§ **Data records**
────────────────────────────────────────
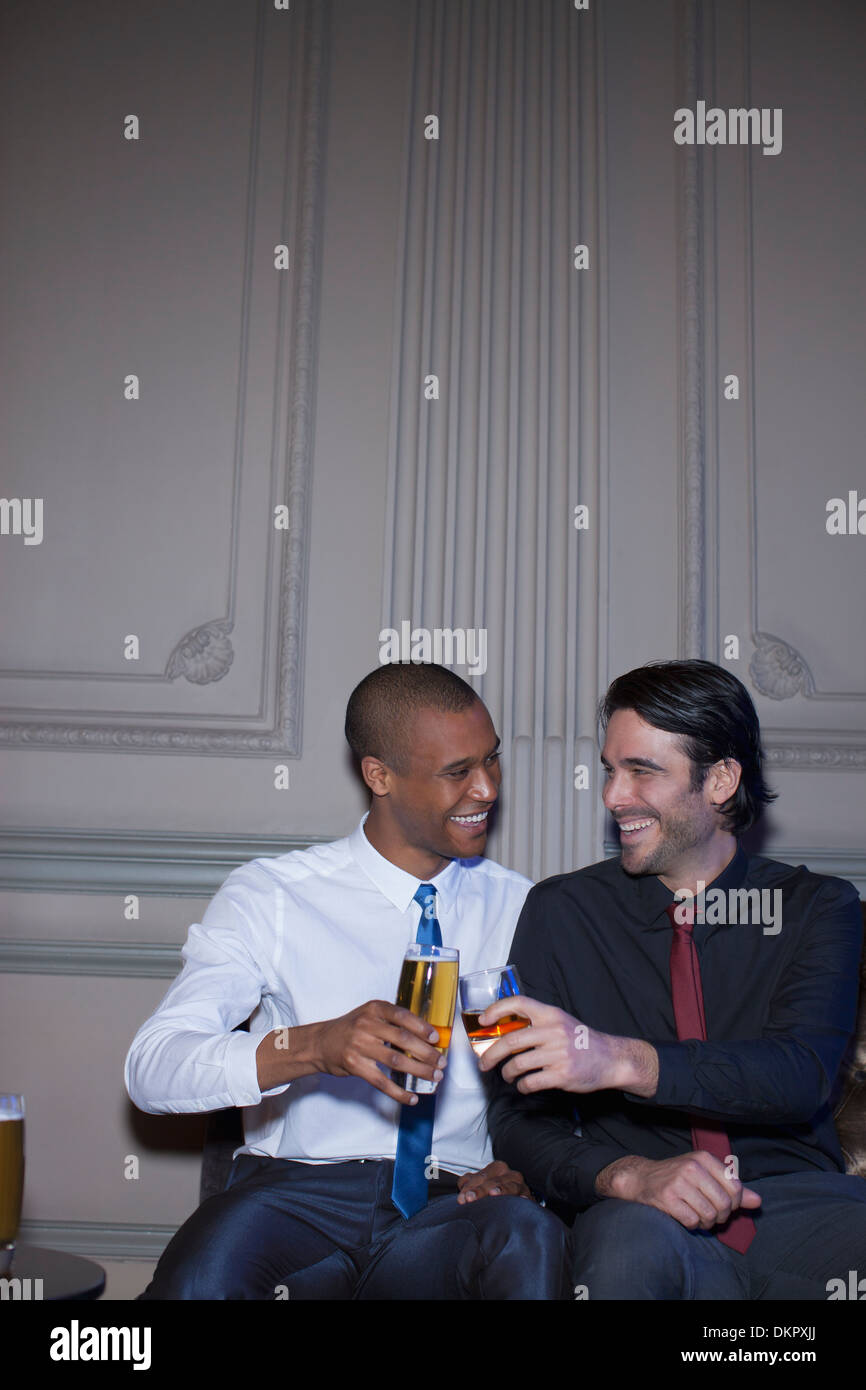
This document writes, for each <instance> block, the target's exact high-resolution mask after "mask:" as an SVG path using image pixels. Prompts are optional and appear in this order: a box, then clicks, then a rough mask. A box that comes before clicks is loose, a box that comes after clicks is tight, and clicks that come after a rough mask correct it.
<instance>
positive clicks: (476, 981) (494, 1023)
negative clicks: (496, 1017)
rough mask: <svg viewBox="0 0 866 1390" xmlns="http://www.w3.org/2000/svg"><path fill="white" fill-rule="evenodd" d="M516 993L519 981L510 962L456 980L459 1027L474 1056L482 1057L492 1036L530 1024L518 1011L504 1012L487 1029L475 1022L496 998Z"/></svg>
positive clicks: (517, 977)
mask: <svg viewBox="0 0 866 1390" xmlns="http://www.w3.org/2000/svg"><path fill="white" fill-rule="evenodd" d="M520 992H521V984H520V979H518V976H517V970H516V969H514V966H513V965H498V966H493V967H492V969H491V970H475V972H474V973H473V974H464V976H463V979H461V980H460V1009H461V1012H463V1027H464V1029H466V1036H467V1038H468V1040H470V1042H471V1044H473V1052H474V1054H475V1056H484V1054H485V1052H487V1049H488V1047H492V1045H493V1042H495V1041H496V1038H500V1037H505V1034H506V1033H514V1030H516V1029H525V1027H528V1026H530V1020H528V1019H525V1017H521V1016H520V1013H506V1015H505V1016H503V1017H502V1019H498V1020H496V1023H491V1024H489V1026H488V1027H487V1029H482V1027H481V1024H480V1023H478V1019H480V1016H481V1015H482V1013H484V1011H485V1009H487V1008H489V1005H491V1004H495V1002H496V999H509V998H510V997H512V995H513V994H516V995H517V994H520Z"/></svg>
────────────────────────────────────────
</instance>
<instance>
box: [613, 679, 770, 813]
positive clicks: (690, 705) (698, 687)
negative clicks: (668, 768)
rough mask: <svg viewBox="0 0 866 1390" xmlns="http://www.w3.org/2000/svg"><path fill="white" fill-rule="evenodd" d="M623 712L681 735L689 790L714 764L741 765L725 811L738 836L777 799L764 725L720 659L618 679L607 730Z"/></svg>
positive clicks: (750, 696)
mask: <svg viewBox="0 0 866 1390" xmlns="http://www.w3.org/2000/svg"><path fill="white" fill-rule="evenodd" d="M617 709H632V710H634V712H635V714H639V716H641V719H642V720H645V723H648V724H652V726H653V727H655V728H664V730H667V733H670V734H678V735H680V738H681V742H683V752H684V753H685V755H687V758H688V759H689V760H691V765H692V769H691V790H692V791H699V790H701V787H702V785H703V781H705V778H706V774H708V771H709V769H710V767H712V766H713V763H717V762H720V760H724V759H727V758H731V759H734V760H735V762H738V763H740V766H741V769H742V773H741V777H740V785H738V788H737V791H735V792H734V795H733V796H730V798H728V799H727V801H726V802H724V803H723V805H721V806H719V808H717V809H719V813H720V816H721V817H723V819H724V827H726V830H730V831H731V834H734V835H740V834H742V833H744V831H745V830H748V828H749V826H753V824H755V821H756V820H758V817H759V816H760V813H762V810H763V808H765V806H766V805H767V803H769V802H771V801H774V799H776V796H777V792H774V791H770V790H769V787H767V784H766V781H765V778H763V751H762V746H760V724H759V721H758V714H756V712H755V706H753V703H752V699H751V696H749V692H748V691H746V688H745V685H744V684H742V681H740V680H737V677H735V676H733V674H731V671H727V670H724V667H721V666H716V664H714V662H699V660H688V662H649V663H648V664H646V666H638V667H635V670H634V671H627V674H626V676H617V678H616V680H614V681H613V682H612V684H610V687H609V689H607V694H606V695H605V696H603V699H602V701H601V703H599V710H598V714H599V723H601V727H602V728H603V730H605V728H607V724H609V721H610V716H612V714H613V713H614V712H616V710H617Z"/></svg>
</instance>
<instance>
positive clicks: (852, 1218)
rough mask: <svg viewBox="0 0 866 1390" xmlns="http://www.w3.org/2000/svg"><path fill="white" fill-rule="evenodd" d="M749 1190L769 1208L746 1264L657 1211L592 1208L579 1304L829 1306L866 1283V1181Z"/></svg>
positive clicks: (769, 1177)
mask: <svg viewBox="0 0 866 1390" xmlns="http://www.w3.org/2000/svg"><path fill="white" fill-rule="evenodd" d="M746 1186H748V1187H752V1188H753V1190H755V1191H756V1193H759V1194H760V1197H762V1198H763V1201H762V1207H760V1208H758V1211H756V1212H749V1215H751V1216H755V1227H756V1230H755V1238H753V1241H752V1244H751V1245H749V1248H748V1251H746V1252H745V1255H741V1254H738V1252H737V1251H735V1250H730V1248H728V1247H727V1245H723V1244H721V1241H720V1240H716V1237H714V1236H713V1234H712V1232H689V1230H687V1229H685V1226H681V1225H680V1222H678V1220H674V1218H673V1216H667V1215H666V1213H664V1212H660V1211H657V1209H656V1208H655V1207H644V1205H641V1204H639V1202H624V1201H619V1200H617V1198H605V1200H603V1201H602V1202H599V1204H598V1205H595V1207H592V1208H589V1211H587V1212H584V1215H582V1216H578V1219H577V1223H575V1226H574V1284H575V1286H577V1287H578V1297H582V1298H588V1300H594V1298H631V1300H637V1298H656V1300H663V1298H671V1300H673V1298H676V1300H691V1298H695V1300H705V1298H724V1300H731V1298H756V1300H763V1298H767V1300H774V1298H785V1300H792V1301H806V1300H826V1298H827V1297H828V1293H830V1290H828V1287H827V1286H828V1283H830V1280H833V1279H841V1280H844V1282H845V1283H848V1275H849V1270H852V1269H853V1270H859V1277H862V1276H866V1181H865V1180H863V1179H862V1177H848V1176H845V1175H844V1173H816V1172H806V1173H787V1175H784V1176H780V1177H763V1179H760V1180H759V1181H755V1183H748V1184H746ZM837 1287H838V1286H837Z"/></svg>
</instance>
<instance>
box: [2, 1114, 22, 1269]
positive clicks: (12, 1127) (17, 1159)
────────────────────────────────────────
§ **Task details**
Put the lines of the listing above into a numbered list, starting at the line that contains "This document writes, for" and ending at the line that contains "positive clicks: (517, 977)". Leave out any blank lines.

§ **Answer for this exercise**
1. This document writes, for each <instance> block, the target's exact high-resolution mask after "mask:" as an SVG path using image pixels. Prompts are optional and appear in this order: a box, then clicks, then a rough mask. A box that comes before clicks is loose, a box that comes after clicks is tight, and clicks that come after a rough mask correct it.
2. <instance>
3. positive clicks: (476, 981) (494, 1023)
4. negative clicks: (496, 1017)
5. rough mask: <svg viewBox="0 0 866 1390" xmlns="http://www.w3.org/2000/svg"><path fill="white" fill-rule="evenodd" d="M516 993L519 981L510 962L456 980L459 1027L474 1056L482 1057L492 1036L530 1024L518 1011L504 1012L487 1029L475 1022L496 998Z"/></svg>
6. positive clicks: (517, 977)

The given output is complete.